| PROVIDED INFORMATION |

+---+

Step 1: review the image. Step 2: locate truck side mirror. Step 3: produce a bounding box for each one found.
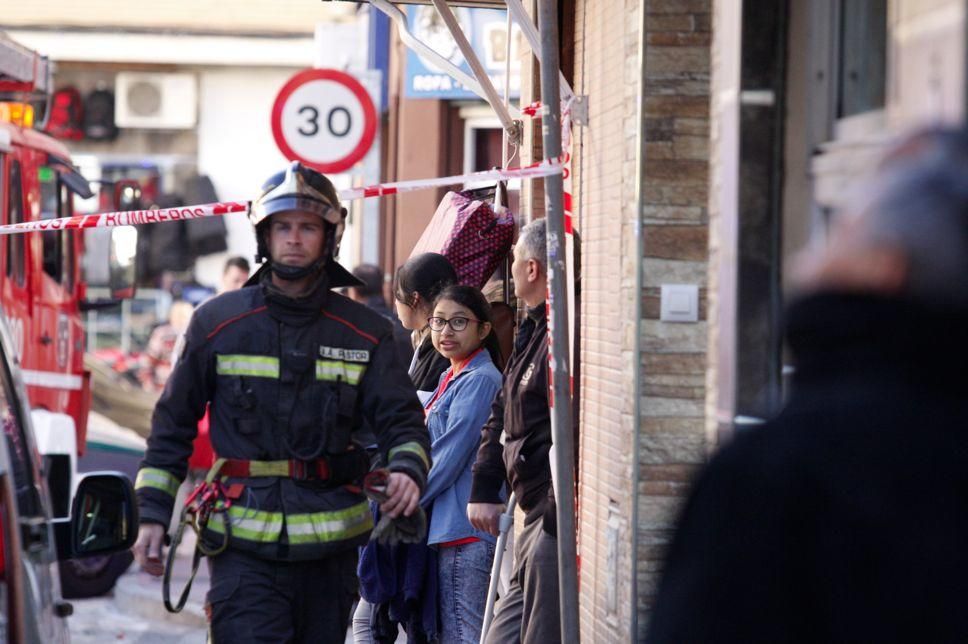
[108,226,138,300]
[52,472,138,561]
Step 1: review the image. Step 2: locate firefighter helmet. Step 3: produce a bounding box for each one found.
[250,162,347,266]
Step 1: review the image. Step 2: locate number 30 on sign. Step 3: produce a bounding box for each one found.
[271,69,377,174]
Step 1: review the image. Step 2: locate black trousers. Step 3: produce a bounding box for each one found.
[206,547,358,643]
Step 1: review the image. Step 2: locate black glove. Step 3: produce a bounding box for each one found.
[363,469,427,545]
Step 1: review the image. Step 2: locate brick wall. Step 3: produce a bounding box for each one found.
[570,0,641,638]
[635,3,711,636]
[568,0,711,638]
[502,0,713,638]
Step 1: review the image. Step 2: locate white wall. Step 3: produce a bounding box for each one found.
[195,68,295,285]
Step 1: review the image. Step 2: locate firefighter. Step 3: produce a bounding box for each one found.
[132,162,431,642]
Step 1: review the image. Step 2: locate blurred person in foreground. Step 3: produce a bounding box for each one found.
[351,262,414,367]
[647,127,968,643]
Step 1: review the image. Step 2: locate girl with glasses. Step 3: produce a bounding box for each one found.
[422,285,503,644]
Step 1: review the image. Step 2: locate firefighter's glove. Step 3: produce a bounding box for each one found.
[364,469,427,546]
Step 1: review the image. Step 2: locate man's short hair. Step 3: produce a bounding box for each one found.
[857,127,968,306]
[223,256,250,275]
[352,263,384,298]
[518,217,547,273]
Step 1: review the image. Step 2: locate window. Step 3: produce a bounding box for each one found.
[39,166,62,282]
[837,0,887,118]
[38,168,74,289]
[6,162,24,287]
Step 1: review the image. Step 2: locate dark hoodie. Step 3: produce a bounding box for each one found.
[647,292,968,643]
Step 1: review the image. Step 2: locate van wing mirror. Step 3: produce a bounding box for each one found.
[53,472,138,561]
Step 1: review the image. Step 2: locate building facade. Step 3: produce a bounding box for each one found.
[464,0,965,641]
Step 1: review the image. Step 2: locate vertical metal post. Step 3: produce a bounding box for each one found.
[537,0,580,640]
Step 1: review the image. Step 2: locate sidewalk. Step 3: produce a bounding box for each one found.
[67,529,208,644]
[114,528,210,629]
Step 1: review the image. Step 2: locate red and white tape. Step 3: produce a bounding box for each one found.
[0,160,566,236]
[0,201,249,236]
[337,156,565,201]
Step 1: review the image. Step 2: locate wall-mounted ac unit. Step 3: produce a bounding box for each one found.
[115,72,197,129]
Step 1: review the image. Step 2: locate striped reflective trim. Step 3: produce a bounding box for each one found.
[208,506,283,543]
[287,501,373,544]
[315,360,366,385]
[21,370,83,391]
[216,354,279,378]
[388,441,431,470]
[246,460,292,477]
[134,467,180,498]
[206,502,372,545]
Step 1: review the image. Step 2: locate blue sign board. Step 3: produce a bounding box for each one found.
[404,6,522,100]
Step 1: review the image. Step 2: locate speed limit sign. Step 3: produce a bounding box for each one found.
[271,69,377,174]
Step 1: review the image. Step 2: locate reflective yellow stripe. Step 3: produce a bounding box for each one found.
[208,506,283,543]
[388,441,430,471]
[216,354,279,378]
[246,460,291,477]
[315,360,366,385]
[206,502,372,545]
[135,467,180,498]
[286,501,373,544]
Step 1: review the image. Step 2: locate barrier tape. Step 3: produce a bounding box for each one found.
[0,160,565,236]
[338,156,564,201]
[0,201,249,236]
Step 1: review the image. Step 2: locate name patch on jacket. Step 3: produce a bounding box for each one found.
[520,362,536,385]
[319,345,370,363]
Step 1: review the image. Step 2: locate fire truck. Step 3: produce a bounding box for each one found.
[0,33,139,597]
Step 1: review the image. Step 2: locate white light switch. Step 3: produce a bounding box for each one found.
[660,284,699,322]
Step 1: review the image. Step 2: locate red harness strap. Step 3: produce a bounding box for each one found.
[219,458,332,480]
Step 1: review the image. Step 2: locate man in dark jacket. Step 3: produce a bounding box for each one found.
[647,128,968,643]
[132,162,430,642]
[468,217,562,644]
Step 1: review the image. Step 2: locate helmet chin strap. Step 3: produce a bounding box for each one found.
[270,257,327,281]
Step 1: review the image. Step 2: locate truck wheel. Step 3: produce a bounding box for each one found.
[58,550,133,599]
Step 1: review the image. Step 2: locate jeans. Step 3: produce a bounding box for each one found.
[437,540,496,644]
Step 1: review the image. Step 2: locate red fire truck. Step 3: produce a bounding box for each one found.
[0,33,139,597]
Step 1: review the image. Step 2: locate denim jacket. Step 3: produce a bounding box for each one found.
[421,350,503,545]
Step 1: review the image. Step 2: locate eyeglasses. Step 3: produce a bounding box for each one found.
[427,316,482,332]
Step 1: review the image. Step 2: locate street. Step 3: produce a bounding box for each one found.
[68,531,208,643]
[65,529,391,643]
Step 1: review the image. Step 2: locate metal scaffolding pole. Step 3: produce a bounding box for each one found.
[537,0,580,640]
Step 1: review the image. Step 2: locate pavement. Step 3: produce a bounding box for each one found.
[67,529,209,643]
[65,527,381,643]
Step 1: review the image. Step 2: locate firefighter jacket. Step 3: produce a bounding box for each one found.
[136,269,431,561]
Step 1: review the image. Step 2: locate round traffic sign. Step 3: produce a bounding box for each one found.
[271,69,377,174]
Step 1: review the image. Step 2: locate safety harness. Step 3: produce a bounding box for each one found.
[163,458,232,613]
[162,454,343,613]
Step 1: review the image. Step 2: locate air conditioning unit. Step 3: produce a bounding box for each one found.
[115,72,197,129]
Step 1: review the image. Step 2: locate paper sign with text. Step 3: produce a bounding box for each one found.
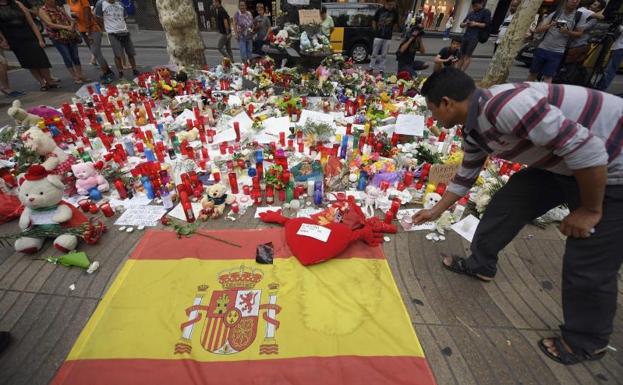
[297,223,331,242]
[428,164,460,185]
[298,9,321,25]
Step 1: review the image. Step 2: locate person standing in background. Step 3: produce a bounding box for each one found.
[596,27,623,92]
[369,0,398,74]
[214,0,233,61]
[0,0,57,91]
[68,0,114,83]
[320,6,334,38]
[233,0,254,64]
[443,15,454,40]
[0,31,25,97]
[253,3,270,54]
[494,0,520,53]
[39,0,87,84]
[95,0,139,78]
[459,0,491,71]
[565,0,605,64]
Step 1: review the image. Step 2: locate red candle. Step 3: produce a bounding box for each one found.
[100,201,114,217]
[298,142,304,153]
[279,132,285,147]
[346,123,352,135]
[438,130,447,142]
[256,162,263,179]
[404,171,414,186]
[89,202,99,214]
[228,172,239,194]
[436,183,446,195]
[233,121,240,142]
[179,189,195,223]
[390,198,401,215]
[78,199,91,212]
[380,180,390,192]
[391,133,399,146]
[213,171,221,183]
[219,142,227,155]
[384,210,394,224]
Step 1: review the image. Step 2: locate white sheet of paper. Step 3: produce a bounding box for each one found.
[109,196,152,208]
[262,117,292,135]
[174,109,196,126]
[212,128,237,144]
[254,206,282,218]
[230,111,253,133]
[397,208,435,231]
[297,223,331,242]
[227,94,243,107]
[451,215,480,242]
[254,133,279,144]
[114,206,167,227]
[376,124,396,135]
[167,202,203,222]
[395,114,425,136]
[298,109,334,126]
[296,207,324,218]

+---+

| WHAT THE TASK ASKS |
Return each entry exactly as it stands above, apart from any images.

| OUTPUT OF THE EXERCISE |
Step 1: review the image. Step 2: locate truck side mirror. Step 3: produce a bounding box for each one found.
[108,226,138,300]
[52,472,138,561]
Step 1: review the image. Step 2: locate firefighter helmet. Step 3: produce a bounding box for each one found.
[250,162,347,266]
Step 1: review the image. Step 2: locate number 30 on sign. Step 3: produce a bounding box for each one found.
[271,69,377,174]
Step 1: review the image. Step 2: locate black trousers. Step 3: produce a bounding box for each one found.
[206,547,358,643]
Step 1: review the image. Step 2: locate black glove. Step 3: produce a bounding box for each one found.
[363,469,427,545]
Step 1: review the image. Step 2: locate brick wall. Step 3: produce a bounding box for each one found.
[570,0,641,638]
[635,3,711,636]
[568,0,711,638]
[502,0,713,638]
Step 1: review the image. Step 2: locate white wall. Step 3: produce a bounding box for each one found.
[195,68,295,285]
Step 1: review the image. Step 2: locate firefighter. Step 3: produce a bounding box for each one found.
[132,162,431,642]
Step 1: review the image. Step 2: locate blurred person in foreground. Step 3: produce a bounding box for each one found.
[351,262,414,367]
[647,127,968,643]
Step 1: review the image. Step 2: locate girl with glasses. Step 3: produce a bounding box for each one found.
[422,285,503,644]
Step 1: review the image. Step 2: locate firefighter's glove. Step 3: produce a bounding box for each one found.
[364,469,427,546]
Step 1: review the image. Step 2: locate man's short hair. Step 3: produce a bounding box for each one found.
[857,127,968,306]
[223,256,250,275]
[352,263,384,298]
[518,217,547,273]
Step 1: review the image. Step 2: locate window. Step 3: produce a bounding box for each one found.
[39,166,62,282]
[837,0,887,118]
[38,168,74,289]
[6,162,24,287]
Step 1: review the image. Step 2: locate dark hoodie. Step 3: produce a bounding box for each one found.
[647,292,968,643]
Step 1: review the image. Step 2: locate van wing mirror. Step 3: produce a bounding box for each one found.
[53,472,138,561]
Step 1: review the image. Step 2: locate building facade. Step 3: produce a bounding box for each one found.
[464,0,965,641]
Step 1: review the image. Step 2: locate vertical metal post. Step 3: produce a bounding box for each one found.
[537,0,580,640]
Step 1: review the image. Step 2: locate sidewalk. Step 3: produce a bounding box for each one found.
[67,529,208,644]
[114,528,210,629]
Step 1: review the image. Step 2: locate red and white tape. Step 3: produce a bounding box for each one found.
[0,160,566,236]
[0,201,249,236]
[337,156,565,201]
Step 1: review the image. Step 2: locate wall-mounted ac unit. Step 3: produce a bounding box for each one found.
[115,72,197,129]
Step 1: review the image. Step 2: locate striped reflective trim. Step 3: produce a bounding box for each one found.
[208,506,283,543]
[287,501,373,544]
[315,360,366,385]
[21,370,83,391]
[216,354,279,378]
[388,441,431,470]
[246,460,292,477]
[134,467,180,498]
[206,502,372,545]
Step 1: review the image. Step 2: locate blue sign board. Step 3: produce a bounding box for each one found.
[404,6,522,100]
Step 1: review the image. Step 2: locate speed limit sign. Step 3: produce a bounding box for each one found.
[271,69,377,174]
Step 1: review the image. Step 2: locate reflective yellow stripe. Step 3: produce a bounding box for each one found.
[208,506,283,543]
[388,441,430,471]
[216,354,279,378]
[246,460,291,477]
[315,360,366,385]
[206,502,372,545]
[135,467,180,498]
[286,501,373,544]
Step 1: review the image. Step 2: locate barrier tape. Step 3: produce a bounding box for each one found.
[0,160,565,236]
[338,156,564,201]
[0,201,249,236]
Step 1: review the image. Step 2: locate name patch on jacket. Step 3: produce a bounding box for each one found.
[520,362,536,385]
[319,345,370,363]
Step 1: review the image. Step 2: locate fire truck. Step 3: produce a bounding box for each one found.
[0,33,139,597]
Step 1: review the image. Step 2: locate white light switch. Step 3: produce a bounding box for each one found.
[660,284,699,322]
Step 1: review the image. Step 2: locate red harness strap. Step 3: produce a bounding box for each one found.
[219,458,332,480]
Step 1: review the image. Step 2: locate man in dark jacket. Step 3: produce a bounding box for each one found.
[647,128,968,643]
[132,162,430,642]
[468,217,562,644]
Step 1: review the image. Step 2: locate helmet chin strap. Step 3: produce a bounding box for each one found.
[270,257,327,281]
Step 1: review the image. Step 2: locate truck wheel. Step 3: produce a bounding box for each one found.
[58,550,133,599]
Step 1: review the image. Step 2: locate jeans. Step 3: produce a bounding box for each one found.
[437,540,496,644]
Step 1: review the image. Step 2: locate red fire truck. Step 3: produce a bounding box for each one found.
[0,33,139,597]
Step 1: review the image. Step 2: locate denim jacket. Step 3: produce a bounding box for each one found.
[421,350,503,545]
Step 1: review the image. Step 2: locate eyeglasses. Step 3: produce a bounding box for each one found.
[427,316,482,332]
Step 1: review the image. Step 2: locate street. Step 3: produce a bounding box for each one found.
[68,531,208,643]
[65,529,391,643]
Step 1: review the image. Step 2: locate metal scaffolding pole. Step 3: produce a bounding box for each one found.
[537,0,580,640]
Step 1: review the image. Step 2: locate pavement. Step 3: produce a bounding box for each one found.
[67,529,209,643]
[65,527,381,643]
Step 1: review the image. Step 2: locate firefighter jacket. Step 3: produce a bounding box for each one found.
[136,269,431,561]
Step 1: review the image. Step 2: locate round traffic sign. Step 3: produce a bounding box for each one found.
[271,69,377,174]
Step 1: review the image. Step 2: locate safety harness. Step 3: produce a bounding box for each one found.
[163,458,232,613]
[162,454,343,613]
Step 1: review the image. Step 2: locate air conditioning unit. Step 3: produce a bounding box for each one found.
[115,72,197,129]
Step 1: review the image. Step 2: locate paper sign with text. Step 3: produce a bounding box for each one found.
[297,223,331,242]
[428,164,460,185]
[298,9,321,25]
Step 1: review the image. Step 2: locate person standing in background. Step 3: produce a bounding box for each one found.
[596,27,623,92]
[369,0,398,74]
[214,0,233,61]
[0,0,57,91]
[68,0,114,83]
[320,6,334,38]
[233,0,254,64]
[443,15,454,40]
[0,31,25,97]
[253,3,270,54]
[494,0,520,53]
[39,0,87,84]
[95,0,139,78]
[459,0,491,71]
[565,0,605,64]
Step 1: review the image. Step 2: locate red candle. Step 3: produce a bounding box for each one found.
[100,201,114,217]
[298,142,304,153]
[279,132,285,147]
[346,123,352,135]
[438,130,447,142]
[256,162,263,179]
[404,171,414,186]
[89,202,99,214]
[228,172,239,194]
[436,183,446,195]
[233,121,240,142]
[179,189,195,223]
[390,198,401,215]
[78,199,91,212]
[380,180,390,192]
[391,133,399,146]
[213,171,221,183]
[219,142,227,155]
[384,210,394,224]
Step 1: review the image. Step 2: locate white sheet of paper. Step 3: produce a bounding box for each one found.
[109,196,152,208]
[262,117,292,135]
[174,109,196,126]
[212,128,237,144]
[254,206,282,218]
[230,111,253,133]
[397,208,435,231]
[297,223,331,242]
[227,94,243,107]
[451,215,480,242]
[254,133,279,144]
[114,206,167,227]
[376,124,396,135]
[167,202,203,222]
[395,114,425,136]
[298,109,334,126]
[296,207,324,218]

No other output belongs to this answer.